=== Work required ===
Nothing but the pictures may be dropped; the rest of the listing is to be written out exactly.

=== Input records ===
- - -

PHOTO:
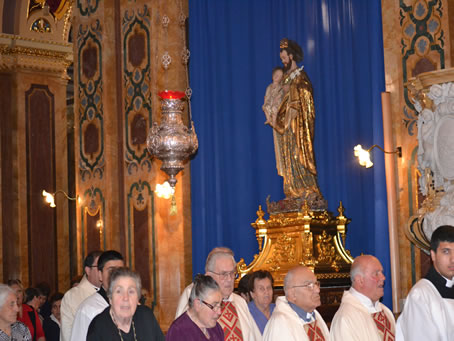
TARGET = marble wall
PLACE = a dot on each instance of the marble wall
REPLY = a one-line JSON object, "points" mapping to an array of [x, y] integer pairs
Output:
{"points": [[416, 36]]}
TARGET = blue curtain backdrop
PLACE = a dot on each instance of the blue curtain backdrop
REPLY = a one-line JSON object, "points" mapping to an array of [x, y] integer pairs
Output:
{"points": [[234, 45]]}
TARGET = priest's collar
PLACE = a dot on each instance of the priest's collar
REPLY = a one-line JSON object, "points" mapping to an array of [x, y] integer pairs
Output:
{"points": [[307, 317], [443, 285], [366, 301]]}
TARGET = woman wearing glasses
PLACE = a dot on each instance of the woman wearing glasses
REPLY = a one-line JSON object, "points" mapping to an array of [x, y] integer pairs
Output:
{"points": [[125, 319], [199, 322]]}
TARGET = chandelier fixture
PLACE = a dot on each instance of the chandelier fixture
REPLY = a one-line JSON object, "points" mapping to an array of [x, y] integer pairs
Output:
{"points": [[172, 142]]}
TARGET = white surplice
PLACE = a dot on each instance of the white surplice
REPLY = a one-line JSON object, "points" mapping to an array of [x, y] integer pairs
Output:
{"points": [[426, 315], [286, 325], [353, 320]]}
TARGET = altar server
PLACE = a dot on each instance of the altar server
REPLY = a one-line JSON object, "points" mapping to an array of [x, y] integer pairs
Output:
{"points": [[429, 308], [294, 318], [361, 316]]}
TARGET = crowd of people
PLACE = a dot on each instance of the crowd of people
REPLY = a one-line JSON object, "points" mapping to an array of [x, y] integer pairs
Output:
{"points": [[105, 304]]}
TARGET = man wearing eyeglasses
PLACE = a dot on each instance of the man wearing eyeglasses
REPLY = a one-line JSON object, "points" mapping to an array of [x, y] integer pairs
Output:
{"points": [[428, 312], [361, 316], [236, 320], [294, 318], [75, 296]]}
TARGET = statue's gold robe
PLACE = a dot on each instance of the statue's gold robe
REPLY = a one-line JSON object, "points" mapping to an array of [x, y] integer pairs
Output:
{"points": [[294, 150]]}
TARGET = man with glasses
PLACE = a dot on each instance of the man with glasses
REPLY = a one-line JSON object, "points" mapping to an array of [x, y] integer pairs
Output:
{"points": [[429, 308], [294, 318], [361, 316], [96, 303], [235, 319], [74, 297]]}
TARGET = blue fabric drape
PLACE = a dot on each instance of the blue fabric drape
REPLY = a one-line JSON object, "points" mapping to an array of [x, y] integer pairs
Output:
{"points": [[234, 45]]}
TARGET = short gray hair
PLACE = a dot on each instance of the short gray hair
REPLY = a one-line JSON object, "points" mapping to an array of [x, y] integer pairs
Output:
{"points": [[202, 286], [216, 253], [5, 291], [358, 266], [122, 272]]}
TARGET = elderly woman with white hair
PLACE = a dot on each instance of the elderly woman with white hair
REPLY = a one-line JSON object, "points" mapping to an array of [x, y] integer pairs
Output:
{"points": [[199, 322], [125, 319], [10, 328]]}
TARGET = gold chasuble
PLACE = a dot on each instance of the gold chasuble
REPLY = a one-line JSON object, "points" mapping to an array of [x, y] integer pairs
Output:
{"points": [[313, 332], [384, 327], [230, 323]]}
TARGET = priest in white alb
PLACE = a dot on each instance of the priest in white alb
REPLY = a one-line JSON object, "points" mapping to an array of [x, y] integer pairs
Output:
{"points": [[361, 316], [428, 312], [294, 318]]}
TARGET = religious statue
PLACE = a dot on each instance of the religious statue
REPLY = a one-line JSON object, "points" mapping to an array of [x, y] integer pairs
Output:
{"points": [[294, 127]]}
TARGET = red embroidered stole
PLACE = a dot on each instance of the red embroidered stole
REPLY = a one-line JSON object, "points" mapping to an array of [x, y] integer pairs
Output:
{"points": [[314, 332], [230, 323], [384, 326]]}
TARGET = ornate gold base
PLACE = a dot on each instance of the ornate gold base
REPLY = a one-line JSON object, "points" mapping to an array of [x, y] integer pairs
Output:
{"points": [[311, 238]]}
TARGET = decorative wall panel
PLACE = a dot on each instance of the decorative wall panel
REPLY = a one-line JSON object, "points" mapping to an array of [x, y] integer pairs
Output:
{"points": [[91, 120], [40, 118], [141, 234], [137, 80], [93, 220]]}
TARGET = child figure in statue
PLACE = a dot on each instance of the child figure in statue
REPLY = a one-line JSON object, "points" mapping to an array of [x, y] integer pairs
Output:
{"points": [[273, 96]]}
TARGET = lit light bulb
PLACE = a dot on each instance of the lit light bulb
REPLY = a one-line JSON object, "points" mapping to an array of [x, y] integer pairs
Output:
{"points": [[49, 198], [363, 156], [165, 190]]}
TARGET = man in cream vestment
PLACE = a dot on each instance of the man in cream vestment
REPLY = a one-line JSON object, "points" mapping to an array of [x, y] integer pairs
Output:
{"points": [[294, 318], [428, 312], [221, 265], [361, 316]]}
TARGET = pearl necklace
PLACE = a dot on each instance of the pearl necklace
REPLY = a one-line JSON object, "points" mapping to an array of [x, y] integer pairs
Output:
{"points": [[119, 331]]}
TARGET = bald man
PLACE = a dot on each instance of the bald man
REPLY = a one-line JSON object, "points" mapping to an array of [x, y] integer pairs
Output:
{"points": [[236, 320], [361, 316], [294, 318]]}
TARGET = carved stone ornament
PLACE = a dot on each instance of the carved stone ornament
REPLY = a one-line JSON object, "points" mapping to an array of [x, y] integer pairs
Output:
{"points": [[435, 154]]}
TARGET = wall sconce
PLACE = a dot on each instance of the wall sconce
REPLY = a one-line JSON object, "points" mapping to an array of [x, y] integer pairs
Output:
{"points": [[166, 191], [363, 155], [50, 197]]}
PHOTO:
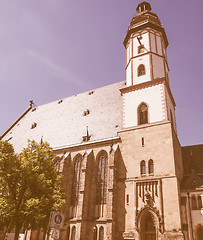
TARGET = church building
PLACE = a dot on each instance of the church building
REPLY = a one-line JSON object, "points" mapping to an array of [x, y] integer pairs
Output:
{"points": [[126, 175]]}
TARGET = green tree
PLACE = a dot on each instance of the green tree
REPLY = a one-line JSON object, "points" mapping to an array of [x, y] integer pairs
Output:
{"points": [[30, 186]]}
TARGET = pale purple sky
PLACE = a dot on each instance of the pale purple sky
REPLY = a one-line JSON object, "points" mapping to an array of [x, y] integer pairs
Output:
{"points": [[52, 49]]}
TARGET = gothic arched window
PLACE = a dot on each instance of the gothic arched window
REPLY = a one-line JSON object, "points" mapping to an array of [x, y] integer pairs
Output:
{"points": [[101, 178], [194, 203], [73, 233], [200, 233], [68, 233], [143, 167], [141, 70], [141, 49], [94, 233], [142, 114], [76, 179], [199, 202], [151, 166], [101, 233]]}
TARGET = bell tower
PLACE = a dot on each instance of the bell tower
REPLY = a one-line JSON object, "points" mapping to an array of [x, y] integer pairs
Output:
{"points": [[147, 97], [149, 145]]}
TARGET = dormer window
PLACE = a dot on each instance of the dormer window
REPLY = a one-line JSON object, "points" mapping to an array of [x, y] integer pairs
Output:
{"points": [[141, 70]]}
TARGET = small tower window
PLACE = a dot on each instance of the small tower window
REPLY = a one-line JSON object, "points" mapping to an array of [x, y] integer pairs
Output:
{"points": [[141, 49], [141, 70], [73, 233], [142, 114], [142, 167], [194, 203], [199, 202], [101, 233], [151, 166]]}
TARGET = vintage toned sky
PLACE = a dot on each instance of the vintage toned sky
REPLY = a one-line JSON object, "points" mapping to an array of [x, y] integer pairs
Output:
{"points": [[51, 49]]}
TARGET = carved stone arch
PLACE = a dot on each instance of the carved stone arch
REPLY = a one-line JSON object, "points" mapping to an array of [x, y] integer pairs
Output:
{"points": [[142, 213], [157, 221]]}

- - -

=== Answer section ===
PHOTO:
TARGET = marble wall
PLACE = a dot on each instance of the marble wall
REPLY = a one-line JSON object, "points" mapping to an array of [x, y] integer pairs
Output:
{"points": [[416, 36]]}
TARGET = blue curtain backdrop
PLACE = a dot on each instance of the blue curtain backdrop
REPLY = a one-line JSON object, "points" mapping to an array of [x, y] integer pairs
Output:
{"points": [[234, 45]]}
TARGET = priest's collar
PLACE = a dot on each instance of the priest's collar
REPLY = a one-line JSON object, "points" mapping to an array of [x, y] integer pairs
Output:
{"points": [[307, 317], [443, 285], [366, 301]]}
TARGET = woman wearing glasses
PLACE = a dot on each instance of the woman wearing glasses
REPLY = a one-line JSON object, "points" mapping to an array of [x, y] integer pairs
Output:
{"points": [[125, 319], [199, 322]]}
TARGET = chandelier fixture
PLACE = a dot on each instance of the chandelier fixture
REPLY = a one-line JSON object, "points" mapping to an array of [x, y] integer pairs
Output:
{"points": [[172, 142]]}
TARGET = white surplice
PLACE = a dot on each instance of the white surplice
REPLY = a one-line JSON object, "points" mapping to an array of [x, y] integer pairs
Output:
{"points": [[426, 315], [286, 325], [353, 320]]}
TARGET = altar server
PLACE = a dot on each instance of the altar server
REPLY = a one-line JSON object, "points" mapping to an array of [x, y] integer pairs
Output:
{"points": [[429, 308], [294, 318], [361, 316]]}
TARGET = crowd of people
PLACE = a dot on each instance of the crowd of people
REPLY = a one-line JSON object, "points" mapping to an array of [x, y] integer pairs
Output:
{"points": [[105, 304]]}
TARGET = man wearing eyeglasses
PLACE = a dot on each instance of the man wearing eyeglasses
REPLY = a one-line JSON object, "points" mapping to an array of [x, y] integer pairs
Output:
{"points": [[428, 312], [361, 316], [236, 320], [294, 318], [75, 296]]}
TARGET = statue's gold robe
PLACE = a dot on each instance of the statue's gold robe
REPLY = a one-line JSON object, "points" mapping to an array of [x, y] integer pairs
Output:
{"points": [[294, 150]]}
TARGET = man with glasses
PLACE = a dot on each instance of the man with glasses
REPLY = a one-line JSON object, "points" mapping to an array of [x, y] integer pairs
Output:
{"points": [[429, 308], [294, 318], [361, 316], [96, 303], [235, 319], [74, 297]]}
TARGET = blue fabric drape
PLACE = a dot on each instance of the blue fabric drape
REPLY = a one-line JSON object, "points" mapping to an array of [x, y] integer pairs
Output:
{"points": [[234, 45]]}
TARGET = short gray hair
PLACE = a dot on each instance of the short gray hair
REPLY = a one-line JSON object, "points" mapping to an array of [x, y] integer pairs
Output:
{"points": [[202, 286], [216, 253], [5, 291], [358, 266], [122, 272]]}
TARGET = elderly woman with white hair
PLACE = a dot on each instance of the elderly woman with white hair
REPLY = a one-line JSON object, "points" mapping to an array of [x, y] integer pairs
Output:
{"points": [[199, 322], [125, 319], [10, 328]]}
TARGET = gold chasuble
PLACE = a dot on each instance of the gold chasuble
REPLY = a one-line JSON object, "points" mapping to an array of [x, y] integer pairs
Output:
{"points": [[313, 332], [384, 327], [230, 323]]}
TARGET = priest in white alb
PLACE = a dot on each instance of the priest in white alb
REPLY = a one-line JSON object, "points" mapping to an array of [x, y] integer pairs
Output:
{"points": [[361, 316], [428, 312], [294, 318]]}
TARGET = religious statue
PLACE = a dot on each instance of the religious statue
REPLY = a one-line JSON object, "points" mapping to an array of [x, y] integer pairs
Output:
{"points": [[294, 127]]}
TARGET = red embroidered stole
PLACE = a dot on each instance of the red embroidered stole
REPLY = a one-line JSON object, "points" mapping to an array of [x, y] integer pairs
Output:
{"points": [[314, 332], [230, 323], [384, 326]]}
TARGET = ornate gold base
PLACE = a dot on each instance of the ornate gold base
REPLY = a one-line JSON object, "points" mapping to an array of [x, y] integer pairs
Output:
{"points": [[311, 238]]}
TARGET = decorative wall panel
PLACE = a dot on each instance of the decorative wall panel
REPLY = a one-line JSON object, "points" mapping to an array of [x, y] integer pairs
Output:
{"points": [[91, 120], [40, 118], [141, 234], [137, 80], [93, 220]]}
TARGET = child figure in statue
PLACE = a dot on each instance of the child figure in statue
REPLY = a one-line JSON object, "points" mapping to an array of [x, y] integer pairs
Output:
{"points": [[273, 96]]}
TARGET = lit light bulb
PLACE = a dot on each instance of the lit light bulb
REPLY = a one-line JSON object, "points" mapping to an array of [x, y] integer pairs
Output:
{"points": [[49, 198], [363, 156], [165, 190]]}
TARGET = man in cream vestment
PLACE = a dot on each instance of the man in cream vestment
REPLY = a one-line JSON object, "points" mapping to an array of [x, y] integer pairs
Output:
{"points": [[294, 318], [428, 312], [221, 265], [361, 316]]}
TARGET = pearl necklace
PLACE = a dot on each instance of the pearl necklace
REPLY = a one-line JSON object, "points" mapping to an array of [x, y] integer pairs
Output:
{"points": [[119, 331]]}
TARGET = bald man
PLACE = a dot on each instance of the bald man
REPLY = a one-line JSON object, "points" mapping to an array of [x, y] integer pairs
Output:
{"points": [[236, 320], [361, 316], [294, 318]]}
TARGET = carved stone ornament
PLACE = a dot on each instance of the carved stone ornament
REPLY = a one-line JSON object, "points" mapping to an array of [x, y] integer pairs
Output:
{"points": [[435, 154]]}
TARGET = wall sconce
PLACE = a dot on each instance of the wall sconce
REPLY = a one-line JSON object, "points" mapping to an array of [x, y] integer pairs
Output:
{"points": [[166, 191], [363, 155], [50, 197]]}
PHOTO:
TARGET = church building
PLACE = a dot on each instance of the church building
REPLY = a one-line JSON object, "points" mapping to an array of [x, y] integer pairs
Output:
{"points": [[126, 175]]}
TARGET = green tree
PLACE = a dot on each instance of the green tree
REPLY = a one-line JSON object, "points" mapping to an array of [x, y] integer pairs
Output:
{"points": [[30, 186]]}
TARGET = pale purple sky
PLACE = a dot on each instance of the pale purple sky
REPLY = a one-line JSON object, "points" mapping to an array of [x, y] integer pairs
Output:
{"points": [[52, 49]]}
TARGET = gothic arched window
PLACE = a dot on each instance of the gothic arched window
REPLY = a one-line JSON object, "points" mapping to an array of [x, y] integer pairs
Output:
{"points": [[101, 178], [194, 203], [73, 233], [200, 233], [68, 233], [143, 167], [141, 70], [141, 49], [94, 233], [142, 114], [76, 179], [199, 202], [151, 166], [101, 233]]}
TARGET = bell tower
PLACE = a dot on each instance of the bell tower
REPLY = a one-line JSON object, "points" mapping to an array of [x, y] integer pairs
Output:
{"points": [[147, 97], [149, 145]]}
TARGET = dormer window
PLACE = a dot on each instance of the dormer window
REPLY = a one-line JSON object, "points" mapping to an array of [x, y] integer pairs
Output:
{"points": [[141, 70]]}
TARGET = small tower window
PLACE = a dot on each instance of the small tower window
REPLY = a one-line JSON object, "points" mapping to an array of [x, y] integer pairs
Output:
{"points": [[141, 49], [141, 70], [73, 233], [142, 114], [142, 167], [194, 203], [199, 202], [101, 233], [151, 166]]}
TARGET = vintage toned sky
PLACE = a dot on each instance of the vintage toned sky
REPLY = a one-line JSON object, "points" mapping to an array of [x, y] integer pairs
Output:
{"points": [[51, 49]]}
TARGET = carved stone arch
PLACE = a dot on each instance of the carved stone arch
REPLY = a one-line JSON object, "points" mapping to an array of [x, y] integer pairs
Output:
{"points": [[142, 213], [157, 221]]}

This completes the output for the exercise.